EXERCISE PROMPT: How many lines in the data below contain the string "mask", with case counting? Reply with the number alone.

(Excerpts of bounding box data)

+ + + +

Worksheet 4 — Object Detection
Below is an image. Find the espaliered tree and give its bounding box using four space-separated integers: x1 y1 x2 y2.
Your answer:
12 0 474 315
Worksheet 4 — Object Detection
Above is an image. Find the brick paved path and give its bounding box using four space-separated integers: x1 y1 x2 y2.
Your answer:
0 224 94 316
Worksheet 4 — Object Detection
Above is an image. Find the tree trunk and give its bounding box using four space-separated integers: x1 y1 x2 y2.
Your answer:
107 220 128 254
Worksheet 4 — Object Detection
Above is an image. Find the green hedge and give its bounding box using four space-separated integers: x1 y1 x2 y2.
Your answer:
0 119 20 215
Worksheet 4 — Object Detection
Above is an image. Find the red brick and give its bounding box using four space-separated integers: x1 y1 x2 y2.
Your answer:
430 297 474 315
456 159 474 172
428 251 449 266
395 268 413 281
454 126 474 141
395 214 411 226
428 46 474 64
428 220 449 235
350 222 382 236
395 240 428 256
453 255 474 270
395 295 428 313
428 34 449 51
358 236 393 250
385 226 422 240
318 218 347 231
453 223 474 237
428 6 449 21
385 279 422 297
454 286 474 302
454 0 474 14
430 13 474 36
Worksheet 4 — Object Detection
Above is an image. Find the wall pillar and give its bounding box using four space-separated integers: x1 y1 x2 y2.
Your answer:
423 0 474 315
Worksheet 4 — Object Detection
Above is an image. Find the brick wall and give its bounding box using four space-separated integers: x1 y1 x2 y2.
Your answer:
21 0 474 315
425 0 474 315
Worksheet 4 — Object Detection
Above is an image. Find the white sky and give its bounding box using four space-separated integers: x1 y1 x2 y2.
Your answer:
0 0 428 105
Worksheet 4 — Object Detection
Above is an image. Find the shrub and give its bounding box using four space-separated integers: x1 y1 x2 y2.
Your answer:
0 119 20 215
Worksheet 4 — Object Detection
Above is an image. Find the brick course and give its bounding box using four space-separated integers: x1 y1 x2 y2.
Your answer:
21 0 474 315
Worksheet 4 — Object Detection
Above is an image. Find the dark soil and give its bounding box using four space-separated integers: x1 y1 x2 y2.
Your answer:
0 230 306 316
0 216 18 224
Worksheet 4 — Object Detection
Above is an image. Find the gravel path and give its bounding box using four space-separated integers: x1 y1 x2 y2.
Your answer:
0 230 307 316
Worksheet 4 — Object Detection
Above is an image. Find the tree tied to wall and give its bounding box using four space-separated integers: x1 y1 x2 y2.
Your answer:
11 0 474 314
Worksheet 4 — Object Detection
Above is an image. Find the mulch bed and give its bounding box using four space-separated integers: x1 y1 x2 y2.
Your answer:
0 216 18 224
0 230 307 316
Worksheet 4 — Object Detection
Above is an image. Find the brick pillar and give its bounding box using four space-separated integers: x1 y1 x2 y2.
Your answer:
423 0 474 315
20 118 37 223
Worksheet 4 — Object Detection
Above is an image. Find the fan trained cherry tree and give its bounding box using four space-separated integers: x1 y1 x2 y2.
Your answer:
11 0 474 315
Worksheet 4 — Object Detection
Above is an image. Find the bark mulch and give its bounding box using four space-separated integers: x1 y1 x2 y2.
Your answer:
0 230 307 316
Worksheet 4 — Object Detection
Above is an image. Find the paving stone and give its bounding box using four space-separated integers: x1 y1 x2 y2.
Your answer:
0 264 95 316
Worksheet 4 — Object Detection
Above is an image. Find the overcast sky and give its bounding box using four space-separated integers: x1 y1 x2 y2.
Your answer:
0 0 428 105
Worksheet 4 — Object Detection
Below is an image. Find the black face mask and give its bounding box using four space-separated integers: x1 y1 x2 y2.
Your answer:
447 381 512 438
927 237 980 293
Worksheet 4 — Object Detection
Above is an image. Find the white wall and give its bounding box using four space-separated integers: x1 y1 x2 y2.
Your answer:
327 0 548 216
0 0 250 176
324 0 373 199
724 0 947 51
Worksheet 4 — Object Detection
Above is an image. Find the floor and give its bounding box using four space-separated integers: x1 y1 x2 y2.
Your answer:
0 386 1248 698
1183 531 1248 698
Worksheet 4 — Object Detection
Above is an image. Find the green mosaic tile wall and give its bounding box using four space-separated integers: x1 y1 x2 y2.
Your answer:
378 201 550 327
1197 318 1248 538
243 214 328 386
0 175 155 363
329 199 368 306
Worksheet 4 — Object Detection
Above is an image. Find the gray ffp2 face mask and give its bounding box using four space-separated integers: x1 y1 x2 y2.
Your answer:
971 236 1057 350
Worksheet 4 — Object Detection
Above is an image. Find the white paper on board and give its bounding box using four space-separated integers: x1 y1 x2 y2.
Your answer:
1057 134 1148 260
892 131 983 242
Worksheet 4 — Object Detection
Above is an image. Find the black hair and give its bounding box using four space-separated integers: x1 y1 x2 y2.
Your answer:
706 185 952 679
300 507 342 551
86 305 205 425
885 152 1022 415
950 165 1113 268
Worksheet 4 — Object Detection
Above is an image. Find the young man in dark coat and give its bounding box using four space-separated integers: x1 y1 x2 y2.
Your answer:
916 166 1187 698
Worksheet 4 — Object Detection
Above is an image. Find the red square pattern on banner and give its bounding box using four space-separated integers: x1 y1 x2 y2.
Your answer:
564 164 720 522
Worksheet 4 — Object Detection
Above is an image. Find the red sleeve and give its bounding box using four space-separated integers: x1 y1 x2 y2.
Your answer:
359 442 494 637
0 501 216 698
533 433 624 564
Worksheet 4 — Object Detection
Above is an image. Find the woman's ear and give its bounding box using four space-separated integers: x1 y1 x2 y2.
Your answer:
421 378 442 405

+ + + +

WRITTEN SOLUTION: 2